**PROBLEM TO SOLVE**
Give the listing again, word for word.
╭──
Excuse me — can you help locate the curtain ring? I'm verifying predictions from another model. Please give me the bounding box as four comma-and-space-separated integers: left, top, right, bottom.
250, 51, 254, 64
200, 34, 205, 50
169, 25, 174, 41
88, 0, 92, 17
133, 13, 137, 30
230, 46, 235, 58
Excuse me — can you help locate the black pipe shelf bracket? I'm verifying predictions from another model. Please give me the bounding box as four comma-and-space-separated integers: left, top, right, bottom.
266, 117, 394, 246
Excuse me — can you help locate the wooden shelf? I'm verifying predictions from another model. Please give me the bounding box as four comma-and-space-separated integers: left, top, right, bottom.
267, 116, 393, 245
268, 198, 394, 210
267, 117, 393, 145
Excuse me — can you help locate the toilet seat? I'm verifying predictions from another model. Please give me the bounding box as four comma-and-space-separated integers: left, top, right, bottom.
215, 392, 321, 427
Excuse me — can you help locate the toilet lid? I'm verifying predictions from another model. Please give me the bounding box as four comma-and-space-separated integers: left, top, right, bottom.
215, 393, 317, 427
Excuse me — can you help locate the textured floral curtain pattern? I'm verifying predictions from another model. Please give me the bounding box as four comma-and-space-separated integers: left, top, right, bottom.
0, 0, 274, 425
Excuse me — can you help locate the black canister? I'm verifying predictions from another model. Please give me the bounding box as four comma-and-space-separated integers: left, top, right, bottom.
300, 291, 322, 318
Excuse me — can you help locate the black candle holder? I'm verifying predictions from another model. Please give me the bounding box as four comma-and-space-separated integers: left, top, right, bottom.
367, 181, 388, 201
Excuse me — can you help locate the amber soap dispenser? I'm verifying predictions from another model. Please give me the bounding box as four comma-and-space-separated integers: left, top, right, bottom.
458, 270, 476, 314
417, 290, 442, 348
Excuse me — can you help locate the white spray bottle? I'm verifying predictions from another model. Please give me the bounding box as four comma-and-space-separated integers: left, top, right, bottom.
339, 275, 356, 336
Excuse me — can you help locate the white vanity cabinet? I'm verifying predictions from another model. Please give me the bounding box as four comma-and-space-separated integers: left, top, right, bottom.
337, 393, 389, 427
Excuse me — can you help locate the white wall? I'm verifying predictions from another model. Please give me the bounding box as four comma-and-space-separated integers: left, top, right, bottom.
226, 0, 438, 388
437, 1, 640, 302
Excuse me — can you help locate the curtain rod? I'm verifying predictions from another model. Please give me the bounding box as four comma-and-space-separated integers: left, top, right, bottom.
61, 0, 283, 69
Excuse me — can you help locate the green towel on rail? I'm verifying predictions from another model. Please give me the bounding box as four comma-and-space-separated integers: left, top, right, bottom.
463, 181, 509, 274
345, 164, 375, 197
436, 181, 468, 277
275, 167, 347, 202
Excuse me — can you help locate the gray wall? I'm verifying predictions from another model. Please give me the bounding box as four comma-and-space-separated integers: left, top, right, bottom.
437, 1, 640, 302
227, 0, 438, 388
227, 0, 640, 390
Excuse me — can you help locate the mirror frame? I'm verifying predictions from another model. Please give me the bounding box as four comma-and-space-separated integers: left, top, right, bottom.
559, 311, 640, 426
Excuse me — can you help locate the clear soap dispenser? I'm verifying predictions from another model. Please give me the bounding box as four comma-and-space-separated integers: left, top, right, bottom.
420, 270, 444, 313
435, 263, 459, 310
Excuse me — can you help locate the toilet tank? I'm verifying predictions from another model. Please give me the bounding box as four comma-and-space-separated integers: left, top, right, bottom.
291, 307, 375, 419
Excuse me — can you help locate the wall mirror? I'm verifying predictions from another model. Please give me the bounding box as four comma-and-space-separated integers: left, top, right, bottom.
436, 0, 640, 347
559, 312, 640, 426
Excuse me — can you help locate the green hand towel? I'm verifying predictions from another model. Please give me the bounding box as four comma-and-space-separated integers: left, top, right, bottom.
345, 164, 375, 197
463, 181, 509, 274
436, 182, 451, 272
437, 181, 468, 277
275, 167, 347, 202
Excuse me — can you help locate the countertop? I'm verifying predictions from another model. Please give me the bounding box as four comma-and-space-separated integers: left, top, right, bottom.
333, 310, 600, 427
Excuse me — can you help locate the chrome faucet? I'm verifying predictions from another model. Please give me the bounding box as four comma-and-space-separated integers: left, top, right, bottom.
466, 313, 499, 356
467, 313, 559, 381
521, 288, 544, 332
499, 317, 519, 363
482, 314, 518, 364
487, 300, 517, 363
╰──
**RESPONSE TO THE EXERCISE**
Excuse me — can you help locate the curtain ring? I'm verifying predictions from another model. Please give me the bounding box as four comma-and-space-separated integers: left, top, right, bottom.
250, 51, 254, 64
200, 34, 205, 50
169, 25, 174, 41
88, 0, 92, 17
133, 13, 137, 30
230, 46, 235, 58
Excuse me — can you help locate the black pipe shelf bracket? I'm verifying predictions from another model. Please give me the bounding box as four comma-and-space-separated integers: left, top, right, bottom.
266, 117, 394, 246
Excuse me — can you help locate the wooden shelf? I'm verifying predictions from another model. Please give me the bounding box as four comma-and-space-separated integers: left, top, right, bottom.
267, 116, 393, 245
268, 198, 394, 210
267, 117, 393, 145
Excuse me — can you help locate the toilet seat? I'm verifying predictions from another model. Please give me the bounding box as four comma-and-space-separated integers: left, top, right, bottom.
215, 392, 321, 427
Excuse me — can you help locate the toilet lid? I'm verifying predictions from another model. Please give me the bounding box as four comma-and-space-separated integers: left, top, right, bottom.
215, 393, 317, 427
Excuse me — can you help locate the textured floral curtain pattern? I'm verifying predictions from another model. Please give me the bounding box as four comma-and-space-separated integers: left, top, right, bottom.
0, 0, 274, 425
Excuse me — can you help locate the black canister? I'm verifying predictions from another model. Please give me the bounding box as four comma-and-space-separated integers: left, top, right, bottom.
300, 291, 322, 318
Excuse me — can you help locate the black candle holder? I'm verifying predictions from another model. Please give me the bounding box as four comma-and-space-separated integers: left, top, right, bottom.
367, 181, 388, 201
Excuse me — can you help locate the amber soap dispenser? I'm verifying predictions from another model. Please give me the bounding box as four comma-and-space-separated integers: left, top, right, bottom.
458, 270, 476, 314
417, 290, 442, 348
Excuse me — can you help locate the white spray bottle? I'm verifying predictions from another model. Please give me the bounding box as four comma-and-space-separated integers: left, top, right, bottom.
339, 275, 356, 336
Excuse me — can you help locate the white vanity cabinet? I'm verifying predictions from another model. Please give me the bounding box as four comma-and-space-separated integers: left, top, right, bottom.
337, 393, 389, 427
Excuse me — can you help locate the white wall? I'm verifying predictions from another model. Please give me the bounding box as four comma-and-space-separated integers: left, top, right, bottom.
226, 0, 438, 388
437, 1, 640, 302
Excuse me — can you help locate the curtain rod? I'm verifying predictions from another model. Please give me the bounding box as four comma-and-space-separated integers: left, top, right, bottom.
61, 0, 283, 69
Excuse me — can you help locate the green towel on rail? I'm verifying predictions from another model. Please give me the bounding box as four comma-and-space-separated integers: left, top, right, bottom.
463, 181, 509, 274
345, 164, 375, 197
436, 181, 468, 277
275, 167, 347, 202
Excuse me — can you help locate the gray wall? I'm verifying predictions from another model. Please give me the bounding box as four comma-and-space-separated integers: left, top, right, bottom.
437, 1, 640, 302
227, 0, 438, 388
227, 0, 640, 390
Excuse me — can you help locate the mirror frame? I'm verifying predictions from another model. Please give me the bounding box as four comma-and-space-separated integers: left, top, right, bottom.
559, 311, 640, 426
Excuse me — can you help locate the clear soap dispenser? I'm verifying predictions from another model. Please give me the bounding box as four comma-and-space-separated integers: left, top, right, bottom.
420, 270, 444, 313
435, 263, 459, 310
Excuse me — can you help locate the toilet tank? I'm verifying predictions from another model. Please give me the bounding box as four comma-and-space-separated integers: left, top, right, bottom.
291, 307, 375, 419
Excuse me — can you help locate the wall mirror? I'm verifying predictions from another model. Please give me the bounding box as four comma-and-space-separated integers: left, top, right, bottom.
436, 0, 640, 347
559, 312, 640, 426
Excuse me — can you help locate the green hand towel? I'm verifying predictions from another model. Please give me the bounding box as four comma-and-space-separated integers: left, top, right, bottom.
345, 164, 375, 197
463, 181, 509, 274
436, 182, 451, 272
437, 181, 468, 277
275, 167, 347, 202
Excuse me — can you help locate the countertop? I'm verifying predictions from another model. Please give me the bounding box as four comma-and-space-separated integers: left, top, right, bottom.
333, 310, 600, 427
Excuse me — can you help locate the chrome faucet? I'm verifying predictions from another model. Please give me the bounding box as four comma-and-space-separated integers: left, top, right, bottom.
466, 313, 499, 356
467, 313, 559, 381
521, 288, 544, 332
499, 317, 519, 363
482, 314, 518, 364
487, 300, 517, 363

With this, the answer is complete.